Exercise text -
___

People have their own style and experience in milking cows by hand. If you’ve never milked a cow before, your technique may be vastly different from someone who grew up around the animals. Fortunately, anyone can learn how to milk a cow and improve their process over time.

Hobby Farm or Dairy Operation?

According to IBISWorld, there are approximately 20,124 dairy farms in the United States. Most bigger operations utilize machines to do the work for them. However, for a small hobby farm with a handful of cows or a homestead with a single dairy cow, the cost of investing in machines may be out of the question.

You might also run into a situation where the machine isn’t functioning properly or you just want to improve your hand milking skills. One small dairy farm in Southern Indiana is Natural Choice Family Farm owned by the Dunlevys. The family sells raw milk and grass-fed beef. Although they do use a milking machine at times, Doug Dunlevy also milks cows by hand as needed.

Cattle are some of the most profitable livestock small farms can invest in. You can produce milk products as well as beef from them. Most small, sustainable farms require the ability to think on your feet and adjust your methods as needed. To reduce their carbon footprint, they may rely on more traditional techniques rather than machines.

Top 7 Tips to Milk Cows by Hand

The more confident you are as you milk a cow, the better it will go. Those who’ve been around bovine for years often have a few tips and tricks to make the process go better. Here are the top ones we’ve found. 

1. Secure the Cow

Milking cows by hand can be tricky if you don’t secure the cow’s head before starting. You want her to stay still while you express the milk. 

If a cow hasn’t been milked before, you may need to proceed slowly and train her for better results.

Watch as some cows kick while being milked. Securing the head helps you know where her body will be as you begin the process.

___

Excerpted records -
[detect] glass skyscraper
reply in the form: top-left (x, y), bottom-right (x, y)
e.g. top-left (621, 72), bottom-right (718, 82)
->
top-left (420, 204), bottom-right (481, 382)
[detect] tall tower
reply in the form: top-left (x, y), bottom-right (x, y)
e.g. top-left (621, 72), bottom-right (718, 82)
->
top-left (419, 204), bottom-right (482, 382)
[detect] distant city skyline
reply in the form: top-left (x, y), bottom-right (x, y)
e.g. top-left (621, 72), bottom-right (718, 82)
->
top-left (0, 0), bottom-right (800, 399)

___

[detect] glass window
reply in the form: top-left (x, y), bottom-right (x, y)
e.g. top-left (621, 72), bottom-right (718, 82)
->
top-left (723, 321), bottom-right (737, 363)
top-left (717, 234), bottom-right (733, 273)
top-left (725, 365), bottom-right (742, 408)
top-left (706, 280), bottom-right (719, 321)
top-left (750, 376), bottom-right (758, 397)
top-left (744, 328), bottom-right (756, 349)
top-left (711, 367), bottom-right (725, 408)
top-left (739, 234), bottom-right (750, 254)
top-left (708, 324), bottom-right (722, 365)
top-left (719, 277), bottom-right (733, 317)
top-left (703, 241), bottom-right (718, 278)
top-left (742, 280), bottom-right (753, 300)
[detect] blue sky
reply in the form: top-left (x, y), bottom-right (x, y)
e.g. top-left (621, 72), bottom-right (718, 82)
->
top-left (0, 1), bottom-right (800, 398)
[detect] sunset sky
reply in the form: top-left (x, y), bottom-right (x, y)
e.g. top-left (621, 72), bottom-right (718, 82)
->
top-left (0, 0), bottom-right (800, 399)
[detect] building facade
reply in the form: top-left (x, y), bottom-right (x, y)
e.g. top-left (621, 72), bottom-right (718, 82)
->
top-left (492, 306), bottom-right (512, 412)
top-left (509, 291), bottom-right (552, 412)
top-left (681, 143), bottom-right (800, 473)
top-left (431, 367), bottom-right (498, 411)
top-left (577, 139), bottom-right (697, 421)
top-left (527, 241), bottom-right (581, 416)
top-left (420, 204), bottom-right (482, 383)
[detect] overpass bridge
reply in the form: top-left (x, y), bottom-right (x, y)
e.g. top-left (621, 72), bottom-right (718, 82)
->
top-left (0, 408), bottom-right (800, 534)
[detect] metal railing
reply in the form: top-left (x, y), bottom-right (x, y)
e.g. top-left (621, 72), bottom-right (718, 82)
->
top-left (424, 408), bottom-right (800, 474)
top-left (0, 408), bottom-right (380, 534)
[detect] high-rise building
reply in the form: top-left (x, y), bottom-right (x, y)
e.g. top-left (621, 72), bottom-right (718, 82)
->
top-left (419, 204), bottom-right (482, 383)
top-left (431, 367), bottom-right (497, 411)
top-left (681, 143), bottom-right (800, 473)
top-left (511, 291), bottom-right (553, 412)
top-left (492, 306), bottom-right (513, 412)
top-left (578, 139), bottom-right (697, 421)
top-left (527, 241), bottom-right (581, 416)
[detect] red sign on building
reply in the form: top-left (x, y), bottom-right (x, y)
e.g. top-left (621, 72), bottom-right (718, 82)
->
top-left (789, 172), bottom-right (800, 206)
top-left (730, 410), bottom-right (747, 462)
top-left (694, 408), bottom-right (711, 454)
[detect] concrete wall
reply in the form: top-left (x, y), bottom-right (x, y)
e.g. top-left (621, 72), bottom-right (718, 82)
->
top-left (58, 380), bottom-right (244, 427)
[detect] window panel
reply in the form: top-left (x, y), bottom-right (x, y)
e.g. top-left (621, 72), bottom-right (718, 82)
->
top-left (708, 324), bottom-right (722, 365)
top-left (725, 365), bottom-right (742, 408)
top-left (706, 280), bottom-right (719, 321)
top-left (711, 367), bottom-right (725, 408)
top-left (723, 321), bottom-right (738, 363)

___

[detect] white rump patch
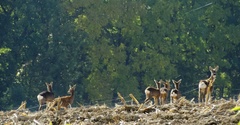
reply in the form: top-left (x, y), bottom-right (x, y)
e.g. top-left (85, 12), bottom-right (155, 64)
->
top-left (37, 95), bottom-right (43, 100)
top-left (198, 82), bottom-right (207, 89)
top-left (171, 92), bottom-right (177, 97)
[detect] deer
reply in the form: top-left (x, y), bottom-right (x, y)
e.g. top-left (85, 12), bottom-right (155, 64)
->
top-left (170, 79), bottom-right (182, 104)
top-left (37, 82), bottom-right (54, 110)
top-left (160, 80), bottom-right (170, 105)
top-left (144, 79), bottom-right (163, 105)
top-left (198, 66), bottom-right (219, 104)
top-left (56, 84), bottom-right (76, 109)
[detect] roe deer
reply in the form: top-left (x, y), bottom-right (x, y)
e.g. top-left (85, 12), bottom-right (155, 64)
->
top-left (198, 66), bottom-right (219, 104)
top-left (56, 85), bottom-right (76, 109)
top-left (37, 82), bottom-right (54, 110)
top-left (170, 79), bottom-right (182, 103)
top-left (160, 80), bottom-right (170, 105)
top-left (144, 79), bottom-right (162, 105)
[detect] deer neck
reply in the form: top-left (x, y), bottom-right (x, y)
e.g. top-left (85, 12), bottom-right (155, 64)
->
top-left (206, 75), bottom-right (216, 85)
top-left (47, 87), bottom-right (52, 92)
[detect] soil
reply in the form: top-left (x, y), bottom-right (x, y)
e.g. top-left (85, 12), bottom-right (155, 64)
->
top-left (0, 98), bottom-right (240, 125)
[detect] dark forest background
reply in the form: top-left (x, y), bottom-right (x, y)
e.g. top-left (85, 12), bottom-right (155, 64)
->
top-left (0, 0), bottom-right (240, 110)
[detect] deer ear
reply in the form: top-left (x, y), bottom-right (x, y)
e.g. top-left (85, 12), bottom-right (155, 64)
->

___

Exercise - Extend the text on milking cows by hand, picking up after its final sentence.

Response to this task -
2. Gather Supplies

Before you do anything else, ensure you have everything you need to begin the milking process. You should gather:

  • Soapy water or iodine
  • Clean, empty bucket for collecting milk
  • Stool to sit on
  • Latex gloves

When you have everything in place, it’s much easier to sit and start the process. If cows become nervous or sense your indecision, milking cows by hand may be harder.

3. Clean the Cow’s Udder

As the cow meanders through your fields and walks across dirt, hay and grass, they collect dirt on their underbellies. Before you start the milking process, it’s crucial to fully clean the cow’s udder.

Most people prefer warm water as it can bring the milk down and make it easier to milk the cow by hand. You can also use iodine to get rid of any dirt or bacteria on the animal. 

Clean the udder, rinse it with clean warm water and use a soft towel to dry her off.

4. Put on Gloves

A cow’s teats are sensitive. If you’re milking cows by hand, you should don some latex gloves or coat your hands in petroleum jelly or another heavy moisturizer. If your skin has rough patches and milk without the aid of gloves or lubrication, it could cause the animal pain.

Most cows will react by kicking and trying to get away. Make the entire process as gentle as possible so the cow isn’t frightened at milking time. 

5. Place the Pail

You have a couple options on where to place the pail. Some people prefer to hold it between their legs so the cow can’t accidentally or intentionally kick it over. Others place it directly under the udder with the handle close to them in case they have to grab it and stand up quickly. 

You may want to experiment and see what works best with your setup and animal’s personality.

6. Grasp and Pull the Teat

An older study by Cambridge University Farm found cows have a preferred side for milking. The conclusion the researchers came to was that cows are not particularly stressed when milked from their non-preferred side. 

What cows do respond best to is routine. If you always milk from the right side, continue to do so.

When you are ready to milk, work on two teats at a time. Some people prefer to do the two back and then the two front. Others do diagonal, grasping the front left and back right and then switching. 

Grasp a teat with your thumb and forefinger, pull down and squeeze. Try to find a rhythm where you pull one and then the other, releasing milk back and forth. Your hands may grow tired. Take a break if needed. Make sure you fully empty the teats and then move to the other two teats. 

7. Finish

Fully empty the milk from the cow. The teats will look deflated, softer and wrinkly. You may need to bump the udder slightly as a calf would to cause the cow to let down all her milk.

Many farmers believe completely emptying the udder prevents mastitis. To prevent infection after milking, clean the cow’s udder a final time and add some post-milking disinfectant to keep bacteria at bay. 

Spend time straining your milk and refrigerate it. All dairy products should be stored at between 33 degrees and 38 degrees fahrenheit. 

Is It Worth Milking Cows by Hand?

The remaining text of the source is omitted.